TEXT BLOCK:
^^^^^^^^^^^^^^^^

Metadata-Version: 2.1
Name: matprod
Version: 1.0
Summary: Fast repeated multiplication of 2x2 matrices in a compiled numpy extension
Home-page: https://github.com/electronsandstuff/MatProd
Author: Christopher M. Pierce
Author-email: contact@chris-pierce.com
License: GNU Affero General Public License v3 or later (AGPLv3+)
Platform: UNKNOWN
Classifier: Programming Language :: Python :: 3
Classifier: License :: OSI Approved :: GNU Affero General Public License v3 or later (AGPLv3+)
Classifier: Development Status :: 4 - Beta
Classifier: Operating System :: OS Independent
Requires-Python: >=3.1
Description-Content-Type: text/markdown
Requires-Dist: numpy

# MatProd
Fast repeated multiplication of 2x2 matrices in a compiled numpy extension.

[![Travis](https://travis-ci.com/electronsandstuff/MatProd.svg?branch=master)](https://travis-ci.com/electronsandstuff/MatProd)


## Why does this exist
This extension is the solution to a performance problem with the repeated
multiplication of 2x2 numpy matrices in python.  For some applications in
computational science, it is necessary to take the product of between 1E4 and
1E8 matrices in a performant manner.  In numpy this can be done with a for
loop.  However, this introduces a tight loop in python which adds significant
overhead to the task.  In addition, if the matrices being multiplied are small,
there is additional overhead in the for loops used for the matrix product that
may be avoided.  The performance difference between the python implementation
and this c implementation of repeated matrix multiplication is order of
magnitude 1,000x.

^^^^^^^^^^^^^^^^

DATA EXTRACT:

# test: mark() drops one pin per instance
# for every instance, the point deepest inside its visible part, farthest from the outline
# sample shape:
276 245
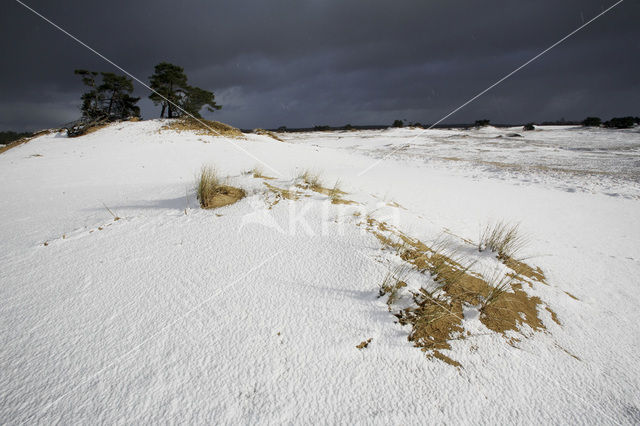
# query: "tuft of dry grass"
264 132
203 127
436 316
258 173
502 238
394 280
364 343
310 180
313 181
212 192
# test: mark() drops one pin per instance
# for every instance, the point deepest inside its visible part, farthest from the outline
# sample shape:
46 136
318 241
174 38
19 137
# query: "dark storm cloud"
301 63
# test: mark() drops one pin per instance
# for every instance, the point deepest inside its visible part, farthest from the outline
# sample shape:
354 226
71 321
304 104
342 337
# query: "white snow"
248 314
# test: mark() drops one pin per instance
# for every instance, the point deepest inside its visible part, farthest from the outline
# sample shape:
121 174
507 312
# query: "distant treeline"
108 96
615 122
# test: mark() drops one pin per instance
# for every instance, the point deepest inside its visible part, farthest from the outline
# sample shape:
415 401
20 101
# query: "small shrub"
212 192
498 284
311 180
393 281
592 122
336 192
502 238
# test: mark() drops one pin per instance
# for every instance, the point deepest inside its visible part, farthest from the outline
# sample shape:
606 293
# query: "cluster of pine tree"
110 99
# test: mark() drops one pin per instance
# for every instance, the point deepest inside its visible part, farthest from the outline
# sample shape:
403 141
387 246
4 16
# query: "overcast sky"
302 63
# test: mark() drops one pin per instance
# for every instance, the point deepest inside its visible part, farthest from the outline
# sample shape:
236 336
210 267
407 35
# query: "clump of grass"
394 280
364 343
203 127
498 285
267 133
115 217
208 184
502 238
310 180
335 193
258 172
212 192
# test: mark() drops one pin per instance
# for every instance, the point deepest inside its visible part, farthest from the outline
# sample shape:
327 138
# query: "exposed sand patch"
436 315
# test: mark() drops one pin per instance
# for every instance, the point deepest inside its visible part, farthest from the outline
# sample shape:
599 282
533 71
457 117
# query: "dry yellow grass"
203 127
212 193
436 315
502 238
267 133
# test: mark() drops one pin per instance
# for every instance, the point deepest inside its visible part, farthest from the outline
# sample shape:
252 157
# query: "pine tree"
118 104
91 100
171 89
111 100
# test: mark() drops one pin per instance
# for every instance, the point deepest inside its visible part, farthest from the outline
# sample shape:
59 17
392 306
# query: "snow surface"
251 314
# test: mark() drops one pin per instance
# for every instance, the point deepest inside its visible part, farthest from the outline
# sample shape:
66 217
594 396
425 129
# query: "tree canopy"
108 100
176 96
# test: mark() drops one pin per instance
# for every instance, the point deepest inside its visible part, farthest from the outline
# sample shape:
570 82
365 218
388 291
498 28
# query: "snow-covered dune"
251 313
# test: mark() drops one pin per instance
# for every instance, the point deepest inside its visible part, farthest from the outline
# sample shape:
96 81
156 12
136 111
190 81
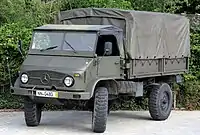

^^^^^^^^^^^^^^^^

TASKS:
#1 From the MatProd package description, print the passage that begins with the words containing "## Why does" and ends with "magnitude 1,000x.".
#2 Answer these questions from the MatProd package description.
(a) Which Python version does the package require at minimum?
(b) Some applications require the product of how many matrices?
(c) How large is the performance difference between the Python and C implementations?

REPLIES:
#1
## Why does this exist
This extension is the solution to a performance problem with the repeated
multiplication of 2x2 numpy matrices in python.  For some applications in
computational science, it is necessary to take the product of between 1E4 and
1E8 matrices in a performant manner.  In numpy this can be done with a for
loop.  However, this introduces a tight loop in python which adds significant
overhead to the task.  In addition, if the matrices being multiplied are small,
there is additional overhead in the for loops used for the matrix product that
may be avoided.  The performance difference between the python implementation
and this c implementation of repeated matrix multiplication is order of
magnitude 1,000x.

#2
(a) Python 3.1 or later (>=3.1).
(b) Between 1E4 and 1E8 matrices.
(c) On the order of 1,000x.